(Saved entries)
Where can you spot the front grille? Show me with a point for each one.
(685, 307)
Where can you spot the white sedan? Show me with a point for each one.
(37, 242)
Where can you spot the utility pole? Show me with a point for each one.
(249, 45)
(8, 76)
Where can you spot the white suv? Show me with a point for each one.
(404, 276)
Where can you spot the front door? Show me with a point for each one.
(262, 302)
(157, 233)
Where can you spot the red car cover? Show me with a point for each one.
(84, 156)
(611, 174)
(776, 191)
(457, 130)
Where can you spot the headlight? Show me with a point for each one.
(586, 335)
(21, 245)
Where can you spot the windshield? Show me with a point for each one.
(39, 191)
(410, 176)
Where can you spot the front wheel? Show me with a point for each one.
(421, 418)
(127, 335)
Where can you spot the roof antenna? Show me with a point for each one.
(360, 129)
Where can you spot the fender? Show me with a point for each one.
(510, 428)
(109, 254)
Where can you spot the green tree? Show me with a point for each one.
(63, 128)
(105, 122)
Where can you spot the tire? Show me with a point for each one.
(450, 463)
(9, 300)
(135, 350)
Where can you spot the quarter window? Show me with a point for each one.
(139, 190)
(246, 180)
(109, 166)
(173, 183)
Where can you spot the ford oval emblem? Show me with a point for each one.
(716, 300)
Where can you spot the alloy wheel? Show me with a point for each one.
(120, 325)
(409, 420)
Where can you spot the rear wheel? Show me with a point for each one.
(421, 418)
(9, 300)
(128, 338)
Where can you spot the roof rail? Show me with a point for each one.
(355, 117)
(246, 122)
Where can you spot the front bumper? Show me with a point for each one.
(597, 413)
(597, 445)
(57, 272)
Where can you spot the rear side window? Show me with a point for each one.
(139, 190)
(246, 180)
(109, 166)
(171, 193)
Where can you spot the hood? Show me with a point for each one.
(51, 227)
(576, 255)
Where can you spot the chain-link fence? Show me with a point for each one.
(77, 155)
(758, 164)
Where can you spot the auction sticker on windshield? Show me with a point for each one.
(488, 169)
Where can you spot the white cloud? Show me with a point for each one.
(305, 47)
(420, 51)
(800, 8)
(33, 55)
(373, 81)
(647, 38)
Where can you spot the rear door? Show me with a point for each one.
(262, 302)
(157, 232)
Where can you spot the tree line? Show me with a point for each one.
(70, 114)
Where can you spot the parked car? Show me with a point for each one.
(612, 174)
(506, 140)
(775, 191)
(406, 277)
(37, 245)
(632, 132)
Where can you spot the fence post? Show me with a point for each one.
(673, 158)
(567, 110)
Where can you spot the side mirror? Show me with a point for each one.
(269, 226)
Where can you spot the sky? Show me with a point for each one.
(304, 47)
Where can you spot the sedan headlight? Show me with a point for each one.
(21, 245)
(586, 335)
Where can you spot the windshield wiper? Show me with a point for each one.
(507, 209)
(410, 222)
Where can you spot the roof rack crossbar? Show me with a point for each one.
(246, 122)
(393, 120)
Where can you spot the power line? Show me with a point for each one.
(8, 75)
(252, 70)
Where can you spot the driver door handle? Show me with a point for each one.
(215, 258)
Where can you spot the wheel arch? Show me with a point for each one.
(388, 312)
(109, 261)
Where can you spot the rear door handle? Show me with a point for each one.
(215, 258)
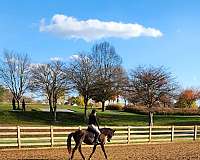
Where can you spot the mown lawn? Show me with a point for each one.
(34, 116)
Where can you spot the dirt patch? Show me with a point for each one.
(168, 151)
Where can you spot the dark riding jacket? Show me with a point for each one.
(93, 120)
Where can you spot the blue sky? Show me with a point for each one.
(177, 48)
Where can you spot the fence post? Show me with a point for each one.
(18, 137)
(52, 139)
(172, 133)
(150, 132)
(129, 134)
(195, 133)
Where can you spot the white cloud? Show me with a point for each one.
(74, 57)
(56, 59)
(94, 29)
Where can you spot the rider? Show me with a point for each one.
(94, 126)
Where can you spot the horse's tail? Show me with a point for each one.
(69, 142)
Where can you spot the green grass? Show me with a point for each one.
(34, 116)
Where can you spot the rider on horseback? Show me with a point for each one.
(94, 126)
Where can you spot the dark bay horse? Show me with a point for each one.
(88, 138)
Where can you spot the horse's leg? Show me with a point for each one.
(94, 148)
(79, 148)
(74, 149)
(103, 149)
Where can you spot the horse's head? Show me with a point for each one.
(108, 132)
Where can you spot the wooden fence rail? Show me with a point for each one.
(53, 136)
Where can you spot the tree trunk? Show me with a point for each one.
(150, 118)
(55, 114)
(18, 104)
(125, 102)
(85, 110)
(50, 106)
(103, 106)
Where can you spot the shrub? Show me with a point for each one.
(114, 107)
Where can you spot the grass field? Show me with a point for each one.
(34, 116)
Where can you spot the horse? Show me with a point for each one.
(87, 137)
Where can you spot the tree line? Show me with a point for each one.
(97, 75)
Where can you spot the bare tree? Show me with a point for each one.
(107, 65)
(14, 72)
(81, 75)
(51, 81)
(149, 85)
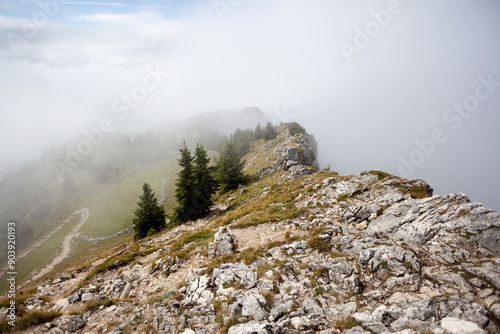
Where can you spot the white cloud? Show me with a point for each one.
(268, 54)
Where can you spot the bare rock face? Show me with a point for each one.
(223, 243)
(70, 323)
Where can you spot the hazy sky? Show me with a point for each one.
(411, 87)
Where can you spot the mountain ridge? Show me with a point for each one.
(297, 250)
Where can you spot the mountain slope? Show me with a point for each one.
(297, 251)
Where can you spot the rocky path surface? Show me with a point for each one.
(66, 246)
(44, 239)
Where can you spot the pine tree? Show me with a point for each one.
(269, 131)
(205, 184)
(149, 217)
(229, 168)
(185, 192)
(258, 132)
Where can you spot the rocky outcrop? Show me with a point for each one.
...
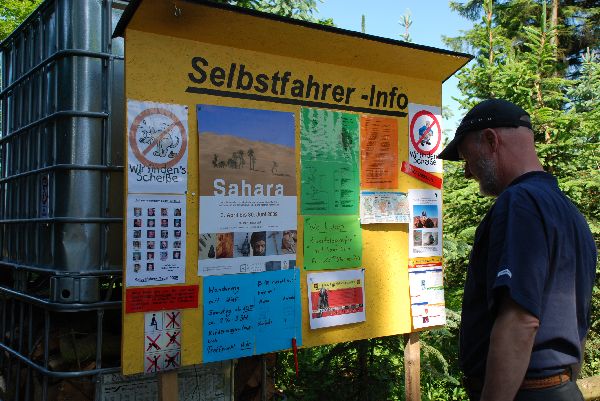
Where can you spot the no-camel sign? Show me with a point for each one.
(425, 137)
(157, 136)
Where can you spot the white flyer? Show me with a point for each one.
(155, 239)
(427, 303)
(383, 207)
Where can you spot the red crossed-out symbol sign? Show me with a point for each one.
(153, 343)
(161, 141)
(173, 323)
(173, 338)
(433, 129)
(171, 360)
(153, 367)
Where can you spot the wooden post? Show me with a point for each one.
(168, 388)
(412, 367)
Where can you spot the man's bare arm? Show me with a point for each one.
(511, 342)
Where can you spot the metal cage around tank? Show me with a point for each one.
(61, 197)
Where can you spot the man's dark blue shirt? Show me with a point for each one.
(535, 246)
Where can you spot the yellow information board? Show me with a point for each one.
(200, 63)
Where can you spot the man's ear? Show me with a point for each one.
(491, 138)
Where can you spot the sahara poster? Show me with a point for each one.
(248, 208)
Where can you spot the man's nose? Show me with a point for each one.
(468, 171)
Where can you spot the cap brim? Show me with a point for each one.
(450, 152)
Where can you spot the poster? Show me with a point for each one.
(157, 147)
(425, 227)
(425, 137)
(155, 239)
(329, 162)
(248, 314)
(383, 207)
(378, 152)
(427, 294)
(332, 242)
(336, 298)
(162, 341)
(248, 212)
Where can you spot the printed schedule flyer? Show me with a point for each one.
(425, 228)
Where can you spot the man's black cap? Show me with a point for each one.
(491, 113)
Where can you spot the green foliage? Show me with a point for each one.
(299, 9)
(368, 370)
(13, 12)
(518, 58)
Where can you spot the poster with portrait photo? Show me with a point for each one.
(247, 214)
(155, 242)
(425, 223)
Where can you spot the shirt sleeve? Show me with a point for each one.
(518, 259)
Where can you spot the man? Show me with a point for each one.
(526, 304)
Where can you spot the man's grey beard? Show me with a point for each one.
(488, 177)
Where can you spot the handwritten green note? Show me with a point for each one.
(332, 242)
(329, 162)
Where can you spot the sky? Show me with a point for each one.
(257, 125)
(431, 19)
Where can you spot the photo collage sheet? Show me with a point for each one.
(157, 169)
---
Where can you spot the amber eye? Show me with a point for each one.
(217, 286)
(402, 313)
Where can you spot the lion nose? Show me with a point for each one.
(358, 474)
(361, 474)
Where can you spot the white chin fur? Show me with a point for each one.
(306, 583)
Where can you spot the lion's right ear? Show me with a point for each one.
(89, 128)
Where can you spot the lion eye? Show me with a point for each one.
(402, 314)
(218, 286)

Activity >> Give back exactly the lines above, from the line containing "Where can you spot the mountain ridge?" through the line containing "Where can you spot the rocky outcrop?", with both end lines and nothing more.

Result below >>
Where can you spot the mountain ridge? Show me with a point for each one.
(297, 250)
Where can you spot the mountain slope? Show me with a point for each one.
(297, 251)
Where can you spot the rocky path surface? Show me with a point for each one.
(66, 246)
(44, 239)
Where can you spot the pine tree? Show me with a point for each one.
(269, 131)
(205, 184)
(149, 217)
(229, 168)
(185, 192)
(258, 132)
Where can you spot the rocky outcrop? Show me with a point for each one.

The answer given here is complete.